-- start RECORDS TO USE --

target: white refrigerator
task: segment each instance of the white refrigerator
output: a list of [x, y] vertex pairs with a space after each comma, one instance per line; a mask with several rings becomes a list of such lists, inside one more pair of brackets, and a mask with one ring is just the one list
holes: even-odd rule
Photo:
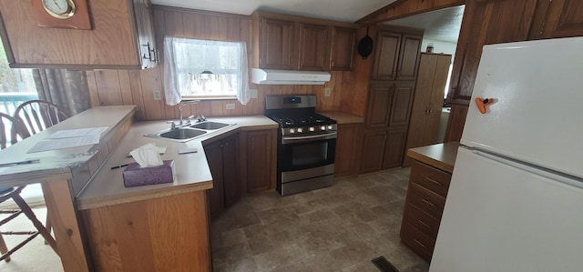
[[583, 37], [484, 46], [470, 102], [430, 271], [583, 271]]

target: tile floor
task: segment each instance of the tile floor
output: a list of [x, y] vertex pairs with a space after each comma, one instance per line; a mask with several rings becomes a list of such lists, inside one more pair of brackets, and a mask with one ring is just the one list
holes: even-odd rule
[[384, 256], [401, 272], [428, 264], [400, 243], [410, 168], [339, 179], [281, 197], [249, 196], [210, 226], [214, 271], [371, 271]]

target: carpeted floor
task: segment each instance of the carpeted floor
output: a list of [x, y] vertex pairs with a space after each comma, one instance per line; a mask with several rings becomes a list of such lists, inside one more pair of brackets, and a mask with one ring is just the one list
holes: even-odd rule
[[288, 196], [249, 196], [211, 224], [214, 271], [379, 272], [428, 264], [400, 243], [410, 168], [337, 180]]

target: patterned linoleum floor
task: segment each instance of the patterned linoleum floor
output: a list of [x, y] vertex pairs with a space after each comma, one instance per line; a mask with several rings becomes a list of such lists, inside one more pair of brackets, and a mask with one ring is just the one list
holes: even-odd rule
[[214, 271], [401, 272], [428, 264], [400, 243], [410, 168], [339, 179], [327, 188], [248, 196], [210, 226]]

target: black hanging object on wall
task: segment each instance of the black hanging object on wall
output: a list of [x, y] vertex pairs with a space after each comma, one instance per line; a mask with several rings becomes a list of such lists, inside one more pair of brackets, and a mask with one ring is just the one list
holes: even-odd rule
[[373, 52], [373, 38], [368, 35], [368, 27], [366, 27], [366, 36], [358, 42], [358, 54], [366, 59]]

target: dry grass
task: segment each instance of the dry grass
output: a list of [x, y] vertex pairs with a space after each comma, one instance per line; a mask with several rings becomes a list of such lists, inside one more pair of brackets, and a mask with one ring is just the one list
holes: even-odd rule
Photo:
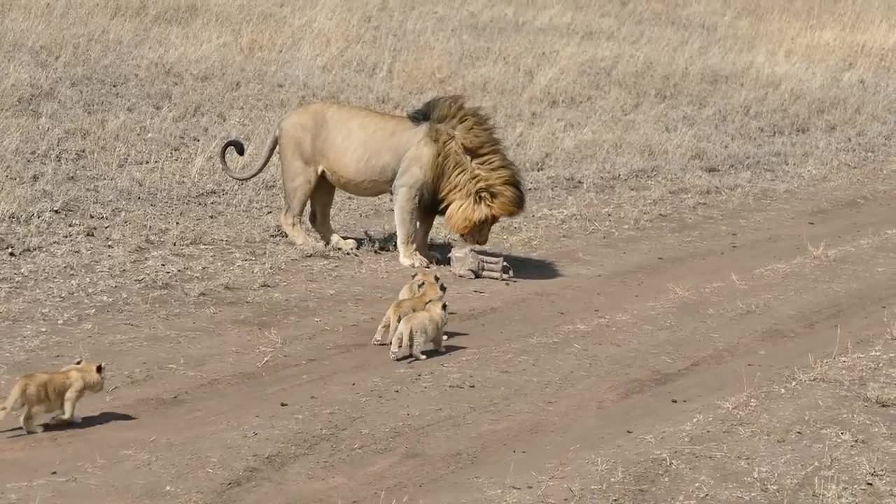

-- end RECORDS TO USE --

Copy out the rows above word for word, from the line with "target: tile floor" through the end of the rows. Leave the pictures out of your answer.

target: tile floor
task: segment each instance of the tile floor
output: a list of [x, y] vertex pairs with a space after each comma, one instance per line; a mask with several rings becomes a list of such lists, inside one more pair of brackets, and a mask with one ring is just the one list
holes: even-odd rule
[[384, 256], [401, 272], [428, 264], [400, 243], [410, 168], [339, 179], [281, 197], [249, 196], [210, 226], [214, 271], [371, 271]]

target: carpeted floor
task: segment each instance of the carpeted floor
output: a list of [x, y] vertex pairs with a space after each comma, one instance per line; a mask with several rings becomes a list of such lists, inside one more pair of brackets, and a mask with one ring is just the one list
holes: even-odd rule
[[288, 196], [249, 196], [211, 224], [214, 271], [379, 272], [428, 264], [400, 243], [410, 168], [337, 180]]

target: patterned linoleum floor
task: segment each instance of the patterned linoleum floor
output: a list of [x, y] vertex pairs with a space after each comma, one instance per line; a mask with several rings becomes a list of such lists, inside one more pair of brackets, and a mask with one ring is just the one list
holes: even-odd rule
[[214, 271], [401, 272], [428, 264], [400, 243], [410, 168], [339, 179], [327, 188], [248, 196], [210, 226]]

target: black hanging object on wall
task: segment each instance of the black hanging object on wall
output: a list of [x, y] vertex pairs with a space after each comma, one instance per line; a mask with several rings becomes a list of such lists, inside one more pair of brackets, and a mask with one ring is just the one list
holes: even-odd rule
[[373, 52], [373, 38], [368, 35], [368, 27], [366, 27], [366, 36], [358, 42], [358, 54], [366, 59]]

target: dry grass
task: segment each instance of the dry grass
output: a list of [x, y] vertex pairs with a space after each comma, one instance per line; a mask with several rings becomes a list of such lists, inside one more pair of brackets, and a mask with one ring is just the one list
holes: even-odd rule
Photo:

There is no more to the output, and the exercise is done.